### [Your task]
In the passage about Tupelo Mayor Jason Shelton, which newspaper carried his announcement that he will not run for a third term?

### [Document passage]
------------------------------------------------------------

The phrase “all politics are local” is most commonly attributed to former U.S. House Speaker Thomas P. “Tip” O’Neill, D-Massachusetts.
It’s a catchy saying, but it isn’t necessarily so, especially in this day of instant communication through social media and out-of-state political action groups helping fund state candidates.
The reality is that national politics sometimes has a bigger impact on local politics than vice versa.
A probable example of this was the surprise announcement by two-term Tupelo Mayor Jason Shelton Sunday that he will not run for a third term next year.
The announcement in the Daily Journal newspaper reversed an earlier declaration by Shelton that he would seek another term.
In a column on the newspaper’s opinion page, Shelton, who is a Democrat in a Republican-leaning city, said he was forgoing next year’s mayoral race to spare his family and the city the “ugliness” of a campaign in which he would come under attack for his opposition to President Donald Trump and Mississippi Governor Tate Reeves.
It had already begun, he said, “by ne’er do wells on social media.”
“On a personal level,” Shelton wrote, “my wife and I are expecting our first child who is due in the coming weeks. Being able to provide for my family and spend time with our child must take center stage. It also makes me reflect on what is important in life.

------------------------------------------------------------

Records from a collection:
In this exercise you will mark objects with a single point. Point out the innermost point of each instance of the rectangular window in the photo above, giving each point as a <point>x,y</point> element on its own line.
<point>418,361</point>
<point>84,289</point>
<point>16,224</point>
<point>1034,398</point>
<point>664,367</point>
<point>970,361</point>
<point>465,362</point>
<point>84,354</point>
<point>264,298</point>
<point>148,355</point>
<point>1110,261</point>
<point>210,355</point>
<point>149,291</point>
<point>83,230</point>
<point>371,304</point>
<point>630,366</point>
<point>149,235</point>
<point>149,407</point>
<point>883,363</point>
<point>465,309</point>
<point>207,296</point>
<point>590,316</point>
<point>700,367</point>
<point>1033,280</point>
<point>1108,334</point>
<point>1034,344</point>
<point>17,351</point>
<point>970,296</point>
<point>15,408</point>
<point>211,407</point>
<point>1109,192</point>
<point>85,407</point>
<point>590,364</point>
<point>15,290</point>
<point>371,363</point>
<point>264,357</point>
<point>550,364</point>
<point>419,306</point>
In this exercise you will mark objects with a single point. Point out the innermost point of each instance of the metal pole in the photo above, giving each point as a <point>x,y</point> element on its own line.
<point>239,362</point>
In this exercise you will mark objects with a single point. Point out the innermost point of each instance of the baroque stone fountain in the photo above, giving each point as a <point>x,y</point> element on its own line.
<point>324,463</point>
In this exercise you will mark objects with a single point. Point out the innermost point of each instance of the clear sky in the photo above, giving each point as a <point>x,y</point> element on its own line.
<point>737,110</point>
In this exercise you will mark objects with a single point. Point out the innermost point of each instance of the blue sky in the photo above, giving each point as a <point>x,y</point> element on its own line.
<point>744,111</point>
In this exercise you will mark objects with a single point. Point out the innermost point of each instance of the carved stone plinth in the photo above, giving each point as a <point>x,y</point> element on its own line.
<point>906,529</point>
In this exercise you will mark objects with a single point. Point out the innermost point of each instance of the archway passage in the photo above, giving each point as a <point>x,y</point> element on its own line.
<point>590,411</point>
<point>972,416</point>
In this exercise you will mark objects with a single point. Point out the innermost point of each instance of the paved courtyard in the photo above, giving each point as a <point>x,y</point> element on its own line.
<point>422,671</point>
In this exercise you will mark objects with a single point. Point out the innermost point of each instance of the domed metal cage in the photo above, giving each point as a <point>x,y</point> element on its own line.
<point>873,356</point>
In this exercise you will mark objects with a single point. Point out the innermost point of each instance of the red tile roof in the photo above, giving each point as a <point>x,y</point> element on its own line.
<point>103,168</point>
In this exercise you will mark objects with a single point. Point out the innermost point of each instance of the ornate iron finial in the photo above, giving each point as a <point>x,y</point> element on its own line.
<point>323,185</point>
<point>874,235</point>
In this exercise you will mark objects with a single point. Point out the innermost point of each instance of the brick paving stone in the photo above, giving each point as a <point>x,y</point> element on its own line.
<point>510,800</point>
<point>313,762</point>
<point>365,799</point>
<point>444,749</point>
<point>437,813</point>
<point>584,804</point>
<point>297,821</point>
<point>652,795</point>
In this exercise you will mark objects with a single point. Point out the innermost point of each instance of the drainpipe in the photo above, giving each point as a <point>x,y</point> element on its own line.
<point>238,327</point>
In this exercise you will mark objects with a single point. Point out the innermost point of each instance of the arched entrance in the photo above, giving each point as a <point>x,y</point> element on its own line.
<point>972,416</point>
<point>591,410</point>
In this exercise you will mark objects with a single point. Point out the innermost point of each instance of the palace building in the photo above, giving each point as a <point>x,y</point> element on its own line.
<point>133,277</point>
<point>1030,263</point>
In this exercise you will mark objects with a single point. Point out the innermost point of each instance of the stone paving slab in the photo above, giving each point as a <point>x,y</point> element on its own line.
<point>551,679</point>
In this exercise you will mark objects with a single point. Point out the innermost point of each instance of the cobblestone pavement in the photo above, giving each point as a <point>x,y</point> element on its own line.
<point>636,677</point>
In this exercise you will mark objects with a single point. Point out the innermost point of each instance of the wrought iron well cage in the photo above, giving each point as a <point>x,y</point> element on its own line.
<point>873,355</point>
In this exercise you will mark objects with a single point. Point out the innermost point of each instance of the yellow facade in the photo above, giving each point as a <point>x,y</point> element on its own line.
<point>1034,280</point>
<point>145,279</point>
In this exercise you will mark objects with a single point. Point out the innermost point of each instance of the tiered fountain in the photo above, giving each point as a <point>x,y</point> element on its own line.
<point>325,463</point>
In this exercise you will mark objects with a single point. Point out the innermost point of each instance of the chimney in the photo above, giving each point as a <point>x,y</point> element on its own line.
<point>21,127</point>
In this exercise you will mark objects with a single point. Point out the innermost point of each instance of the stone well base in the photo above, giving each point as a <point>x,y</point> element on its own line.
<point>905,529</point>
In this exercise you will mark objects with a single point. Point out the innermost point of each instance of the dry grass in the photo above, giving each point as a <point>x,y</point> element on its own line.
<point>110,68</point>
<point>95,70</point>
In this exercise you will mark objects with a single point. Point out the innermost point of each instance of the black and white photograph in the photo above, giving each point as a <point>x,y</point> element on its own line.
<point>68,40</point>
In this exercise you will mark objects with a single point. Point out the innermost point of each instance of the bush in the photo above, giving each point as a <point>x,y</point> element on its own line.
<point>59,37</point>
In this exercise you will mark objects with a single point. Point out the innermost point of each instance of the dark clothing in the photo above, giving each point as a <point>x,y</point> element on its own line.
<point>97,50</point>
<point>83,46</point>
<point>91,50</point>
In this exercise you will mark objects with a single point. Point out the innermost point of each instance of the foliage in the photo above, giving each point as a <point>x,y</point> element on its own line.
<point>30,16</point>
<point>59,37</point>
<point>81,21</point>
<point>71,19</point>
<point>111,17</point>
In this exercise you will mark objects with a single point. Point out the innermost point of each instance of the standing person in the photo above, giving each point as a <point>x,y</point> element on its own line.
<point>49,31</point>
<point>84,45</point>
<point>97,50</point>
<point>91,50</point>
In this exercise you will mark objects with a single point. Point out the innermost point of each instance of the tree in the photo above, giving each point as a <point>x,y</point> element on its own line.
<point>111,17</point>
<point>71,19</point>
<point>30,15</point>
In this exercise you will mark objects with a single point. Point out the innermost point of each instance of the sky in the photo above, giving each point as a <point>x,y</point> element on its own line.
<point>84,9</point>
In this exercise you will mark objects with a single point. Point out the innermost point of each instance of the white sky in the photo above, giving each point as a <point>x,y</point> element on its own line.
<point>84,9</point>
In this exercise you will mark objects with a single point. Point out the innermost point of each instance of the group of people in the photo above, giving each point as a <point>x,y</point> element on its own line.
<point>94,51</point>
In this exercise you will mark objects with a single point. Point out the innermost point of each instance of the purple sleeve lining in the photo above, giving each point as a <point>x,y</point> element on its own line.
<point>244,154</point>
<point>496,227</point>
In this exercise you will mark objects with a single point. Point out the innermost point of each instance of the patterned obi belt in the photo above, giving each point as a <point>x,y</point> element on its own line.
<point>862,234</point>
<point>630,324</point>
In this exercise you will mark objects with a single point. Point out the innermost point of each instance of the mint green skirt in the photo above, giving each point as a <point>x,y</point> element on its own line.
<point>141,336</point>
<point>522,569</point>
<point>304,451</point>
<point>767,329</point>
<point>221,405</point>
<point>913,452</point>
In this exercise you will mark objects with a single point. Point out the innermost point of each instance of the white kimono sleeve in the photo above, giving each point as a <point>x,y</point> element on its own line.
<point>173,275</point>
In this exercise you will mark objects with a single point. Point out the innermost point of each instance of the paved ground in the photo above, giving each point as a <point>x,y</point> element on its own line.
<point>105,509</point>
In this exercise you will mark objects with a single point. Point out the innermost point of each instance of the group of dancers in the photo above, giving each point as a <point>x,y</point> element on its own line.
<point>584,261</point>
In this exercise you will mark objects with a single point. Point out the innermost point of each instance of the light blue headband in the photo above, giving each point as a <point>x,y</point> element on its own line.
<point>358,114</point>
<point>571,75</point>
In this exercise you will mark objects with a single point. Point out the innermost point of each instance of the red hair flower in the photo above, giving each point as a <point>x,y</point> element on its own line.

------------------------------------------------------------

### [Your response]
The Daily Journal.